* **Passage shown**:
________________________________________

Maria
Montour
Geologist
Mineral Resources Surveys Program
U.S. Geological Survey
Denver, CO
|
B.S. -
Geological Sciences, University of California, Santa Barbara
M.S. -
Geochemistry, University of Colorado, Boulder |
|
Geologist in Aqueous
Geochemistry |
Montour:
"The field of aqueous geochemistry really focuses on doing geology
problems the chemistry part of those geology problems and the aqueous part
deals with water, so what I work on is the interactions between water and
rock. Specifically, the interactions between water and rock that relate to
mining like mineral deposits, where the rocks are in their natural
environment as well as mine wastes and streams or runoff from mines and
looking at water that exists in the environment that can be potentially
impacted by activities in the mining."

________________________________________

* **Challenge 1**: Decide whether each statement agrees with the geologist profile: (a) Montour earned a master's degree in geochemistry at the University of Colorado, Boulder; (b) Montour's bachelor's degree is from the University of Colorado; (c) Montour's work includes streams or runoff from mines. Answer yes or no for each, quoting the deciding words of the profile.
The profile and the entries come from different sources.

________________________________________

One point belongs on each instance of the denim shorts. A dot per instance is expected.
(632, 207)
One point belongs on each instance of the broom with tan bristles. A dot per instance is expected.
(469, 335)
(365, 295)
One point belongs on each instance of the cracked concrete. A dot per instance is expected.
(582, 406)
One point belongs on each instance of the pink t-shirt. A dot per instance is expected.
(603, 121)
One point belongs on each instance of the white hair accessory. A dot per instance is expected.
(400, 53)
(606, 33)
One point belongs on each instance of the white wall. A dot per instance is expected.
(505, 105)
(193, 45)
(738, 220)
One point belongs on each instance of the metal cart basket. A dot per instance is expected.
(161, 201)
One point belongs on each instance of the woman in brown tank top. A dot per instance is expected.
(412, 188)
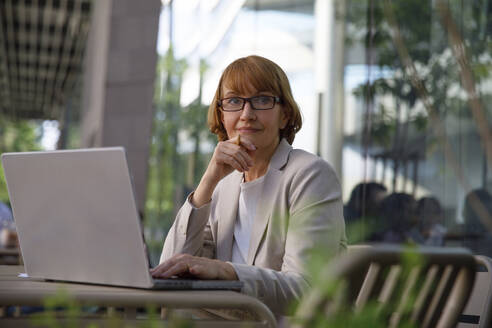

________________________________________

* **Challenge 2**: Render the entries from the line containing "One point belongs on each instance of the white hair" down through the last entry as a numbered list, leaving out blank lines and any pictures.

* **Task output 1**:
(a) Yes: "M.S. -" "Geochemistry, University of Colorado, Boulder"
(b) No: "Geological Sciences, University of California, Santa Barbara"
(c) Yes: "streams or runoff from mines"

* **Task output 2**:
1. One point belongs on each instance of the white hair accessory. A dot per instance is expected.
2. (400, 53)
3. (606, 33)
4. One point belongs on each instance of the white wall. A dot per instance is expected.
5. (505, 105)
6. (193, 45)
7. (738, 220)
8. One point belongs on each instance of the metal cart basket. A dot per instance is expected.
9. (161, 201)
10. One point belongs on each instance of the woman in brown tank top. A dot per instance is expected.
11. (412, 188)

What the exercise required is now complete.